SOURCE DOCUMENT>

Given the opportunity, No Labels fails to substantively rebut any of Shiner's reporting. Instead, for her trouble, the organization brands her a cynic -- or more accurately, a victim of cynicism -- which is precisely the sort of thing that Harold Hill would say to someone who is suspicious of trombone-based solutions to everything. (Shiner is a guts-and-glory Chicago White Sox fan, so the "cynicism" charge is pretty laughable.)

Nevertheless, it's kind of hard not to be cynical about No Labels as an institution. This is a group that routinely passes on taking a material stand on anything -- up to and including issues of great importance to its most prominent members and founders -- in favor of pushing for silly junk like "bipartisan seating." A December 2013 Boston Globe report on the organization found that it had been "unable to advance, in any meaningful way, a single item from its relatively modest list of goals." As near as I can tell, its last great idea was to have an occasional radio show. (If you've heard it, let me know.)

Flash-forward to Shiner's report last week, and here's how the group is spending its money this year:

So basically No Labels is hard at work doing press for No Labels, doing outreach for No Labels, doing branding for No Labels, running No Labels, paying No Labels' administrative costs, doing something called "digital growth," and also something called "Pop." The outward-facing, change-making activity would be the sliver of spending labeled "Congressional relations" and another ideas festival that the world needs like it needs another inexplicable hole in Siberia.

Going forward, the organization tells Shiner, it is "more focused on the 2016 presidential race than the 2014 midterm elections." Considering that this is a group that thinks everyone in Congress needs to work harder at being BFFs with each other, this is a pretty strange thing on which to be fixated.

DATA PROVIDED>
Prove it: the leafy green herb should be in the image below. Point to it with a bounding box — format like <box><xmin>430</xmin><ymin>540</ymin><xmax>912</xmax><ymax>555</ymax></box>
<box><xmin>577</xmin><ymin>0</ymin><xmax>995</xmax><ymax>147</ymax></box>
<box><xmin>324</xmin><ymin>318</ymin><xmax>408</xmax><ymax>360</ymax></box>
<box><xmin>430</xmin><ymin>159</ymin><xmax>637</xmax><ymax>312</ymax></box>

SET OF TASKS>
a) Answer these from the No Labels article:
(i) Which baseball team is Shiner a fan of?
(ii) According to the December 2013 Boston Globe report, what had the organization been unable to do?
(iii) Which race does the organization say it is more focused on going forward?
b) Please print the No Labels article from "Flash-forward to Shiner's" up to and including "to be fixated.".
c) Carry on writing the No Labels article from its final sentence.

ANSWERS TO THE PROBLEMS>
a)
(i) The Chicago White Sox.
(ii) It had been "unable to advance, in any meaningful way, a single item from its relatively modest list of goals."
(iii) The 2016 presidential race, rather than the 2014 midterm elections.

b)
Flash-forward to Shiner's report last week, and here's how the group is spending its money this year:

So basically No Labels is hard at work doing press for No Labels, doing outreach for No Labels, doing branding for No Labels, running No Labels, paying No Labels' administrative costs, doing something called "digital growth," and also something called "Pop." The outward-facing, change-making activity would be the sliver of spending labeled "Congressional relations" and another ideas festival that the world needs like it needs another inexplicable hole in Siberia.

Going forward, the organization tells Shiner, it is "more focused on the 2016 presidential race than the 2014 midterm elections." Considering that this is a group that thinks everyone in Congress needs to work harder at being BFFs with each other, this is a pretty strange thing on which to be fixated.

c)
But Shiner's coup de grace is her description of the dust-up that occurred after No Labels anointed Rep. Cory Gardner (R-Colo.), who is currently challenging incumbent Sen. Mark Udall for his Senate seat, a No Labels "Problem Solver." This in turn put the Senate Democratic caucus in high dudgeon. (That any Senate Democrat even cared about this, by the way, is not a good look for them.)

Per Shiner, No Labels responded to this contretemps by assuring everyone that its "problem solver" designation was completely meaningless:

While a group spokesperson told a local Denver Fox affiliate that the "seal" is an "implied endorsement," No Labels co-founder Mark McKinnon, a former George W. Bush and John McCain strategist, said that anyone -- even Udall -- would be eligible for such a seal were they join the group [sic].

The "Problem Solver Seals" granted by No Labels to lawmakers require nothing of those members from a policy perspective, aside from agreeing to be part of No Labels, and to attend meetings with other No Labels members to discuss broad principles of bipartisanship. To be a member of No Labels, a politician needs to pledge to not take any pledge but the oath of office and the Pledge of Allegiance.

Some guy named Bill Galston goes on to explain that the only requirement to remain a "Problem Solver" is to attend some meetings. So it's kind of like Foursquare, in that if you go to your local bar often enough, you become "mayor" of your local bar.

And that's No Labels in a nutshell: an army of "problem solvers" who haven't solved any problems, but you're the cynic.